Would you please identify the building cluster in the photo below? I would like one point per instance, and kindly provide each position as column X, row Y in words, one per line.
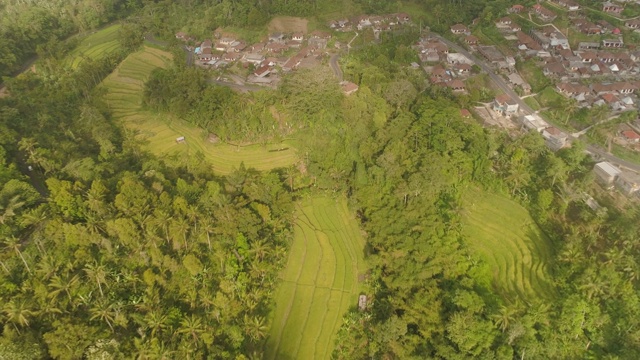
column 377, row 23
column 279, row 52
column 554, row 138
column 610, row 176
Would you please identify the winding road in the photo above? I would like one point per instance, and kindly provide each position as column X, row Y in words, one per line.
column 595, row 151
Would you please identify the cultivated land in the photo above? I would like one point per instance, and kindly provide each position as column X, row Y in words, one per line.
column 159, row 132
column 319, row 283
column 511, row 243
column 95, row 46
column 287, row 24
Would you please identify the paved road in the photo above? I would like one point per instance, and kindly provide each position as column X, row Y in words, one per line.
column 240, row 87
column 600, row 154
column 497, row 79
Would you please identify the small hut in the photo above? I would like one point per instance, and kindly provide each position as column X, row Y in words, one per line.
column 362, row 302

==

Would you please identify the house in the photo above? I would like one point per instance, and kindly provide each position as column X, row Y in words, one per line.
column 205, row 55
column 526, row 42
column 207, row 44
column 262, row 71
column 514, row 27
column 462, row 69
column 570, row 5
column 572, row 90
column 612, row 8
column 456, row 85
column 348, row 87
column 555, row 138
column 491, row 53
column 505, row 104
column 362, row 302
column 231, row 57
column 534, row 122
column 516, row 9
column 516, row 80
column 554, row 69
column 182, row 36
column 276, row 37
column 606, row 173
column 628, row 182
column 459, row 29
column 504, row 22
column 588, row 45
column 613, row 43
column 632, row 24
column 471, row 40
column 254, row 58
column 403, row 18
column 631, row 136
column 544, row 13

YOUR TASK -> Echo the lines of the records verbatim, from the line containing "Would you please identify the building" through the line containing "column 610, row 176", both included. Leave the pictures out of your answer.

COMPLETED EXERCISE ->
Would you please identify the building cluster in the photo below? I would like one point per instance, and kindly provide each position as column X, row Y in words, one per line.
column 377, row 23
column 279, row 52
column 554, row 138
column 610, row 176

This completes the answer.